- [STATED TASK]: The records that follow need to be output exactly as they are.

___ ITEMS

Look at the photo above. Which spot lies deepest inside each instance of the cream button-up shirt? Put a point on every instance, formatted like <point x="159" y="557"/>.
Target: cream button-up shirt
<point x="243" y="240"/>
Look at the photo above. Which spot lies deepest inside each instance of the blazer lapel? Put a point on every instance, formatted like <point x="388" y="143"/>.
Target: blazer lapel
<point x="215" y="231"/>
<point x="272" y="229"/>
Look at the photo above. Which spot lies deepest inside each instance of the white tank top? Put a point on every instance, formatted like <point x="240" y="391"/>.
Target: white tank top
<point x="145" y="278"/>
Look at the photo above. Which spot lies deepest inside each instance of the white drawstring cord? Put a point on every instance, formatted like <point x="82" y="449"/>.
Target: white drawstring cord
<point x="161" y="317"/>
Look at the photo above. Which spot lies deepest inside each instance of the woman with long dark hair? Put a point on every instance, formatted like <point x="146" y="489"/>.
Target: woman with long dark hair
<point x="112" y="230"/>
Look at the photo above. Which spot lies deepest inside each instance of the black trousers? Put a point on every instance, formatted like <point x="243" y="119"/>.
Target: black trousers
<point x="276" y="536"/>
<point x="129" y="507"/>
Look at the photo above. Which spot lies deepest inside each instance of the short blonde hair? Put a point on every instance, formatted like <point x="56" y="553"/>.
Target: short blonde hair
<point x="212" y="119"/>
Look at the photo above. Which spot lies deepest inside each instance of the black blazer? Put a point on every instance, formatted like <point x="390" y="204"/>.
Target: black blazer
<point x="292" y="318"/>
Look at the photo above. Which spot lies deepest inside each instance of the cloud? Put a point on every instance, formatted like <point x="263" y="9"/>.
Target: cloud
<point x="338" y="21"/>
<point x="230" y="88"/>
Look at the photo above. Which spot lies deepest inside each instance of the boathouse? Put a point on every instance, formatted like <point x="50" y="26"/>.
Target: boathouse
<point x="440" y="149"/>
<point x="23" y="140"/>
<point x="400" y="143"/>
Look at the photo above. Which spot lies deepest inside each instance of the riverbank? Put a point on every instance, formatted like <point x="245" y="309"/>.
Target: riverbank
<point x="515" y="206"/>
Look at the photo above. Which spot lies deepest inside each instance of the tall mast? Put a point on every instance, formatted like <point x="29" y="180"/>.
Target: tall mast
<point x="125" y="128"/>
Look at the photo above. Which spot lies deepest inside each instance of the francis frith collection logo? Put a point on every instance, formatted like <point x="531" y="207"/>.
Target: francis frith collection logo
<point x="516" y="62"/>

______

- [PROBLEM SOLUTION]:
Look at the photo above. Which spot lies deepest inside each instance of the cream button-up shirt? Put a point on every instance, formatted like <point x="159" y="557"/>.
Target: cream button-up shirt
<point x="243" y="240"/>
Look at the photo above. Which spot lies deepest inside each instance of the blazer lapel? Put a point on every instance, formatted like <point x="388" y="143"/>.
Target: blazer lapel
<point x="215" y="231"/>
<point x="272" y="229"/>
Look at the photo above. Which spot lies deepest inside each instance of the white tank top? Put a point on every instance, formatted like <point x="240" y="391"/>.
Target: white tank top
<point x="145" y="278"/>
Look at the photo above. Which spot lies deepest inside each instance of the white drawstring cord? Put a point on every instance, formatted like <point x="82" y="449"/>.
Target: white drawstring cord
<point x="161" y="317"/>
Look at the photo above. Which spot lies deepest inside each instance of the woman with long dark hair? Put a point on every instance, formatted like <point x="146" y="489"/>.
Target: woman with long dark hair
<point x="112" y="230"/>
Look at the photo above. Which spot lies deepest inside each instance of the black trousers? Put a point on every instance, formatted like <point x="243" y="119"/>.
Target: black trousers
<point x="276" y="536"/>
<point x="129" y="507"/>
Look at the photo above. Which spot lies deepest inside each instance of the short blonde hair? Put a point on every instance, formatted like <point x="56" y="553"/>.
Target: short blonde hair
<point x="212" y="119"/>
Look at the photo above. Which spot lies deepest inside each instance of the black blazer? Put a point on every instance, formatted like <point x="390" y="204"/>.
Target: black blazer
<point x="292" y="318"/>
Look at the photo above. Which spot lies deepest inside each instance of the cloud? Put a point on every instance, formatted like <point x="263" y="9"/>.
Target: cloud
<point x="338" y="21"/>
<point x="230" y="88"/>
Look at the photo above. Which spot lies deepest inside each instance of the boathouse? Put a point on every instance, formatted like <point x="50" y="26"/>.
Target: boathouse
<point x="440" y="149"/>
<point x="23" y="140"/>
<point x="400" y="143"/>
Look at the photo above. Which spot lies deepest inside each instance of the riverbank? Put a point on every instance, formatted like <point x="245" y="309"/>.
Target: riverbank
<point x="515" y="206"/>
Look at the photo above. Which spot lies deepest inside each instance of the tall mast? Put a point on every instance, formatted like <point x="29" y="180"/>.
Target: tall mast
<point x="125" y="128"/>
Look at the photo above. Which spot lies deepest inside each instance of the francis frith collection logo? Put a point on every instance, formatted like <point x="531" y="207"/>.
Target: francis frith collection logo
<point x="516" y="62"/>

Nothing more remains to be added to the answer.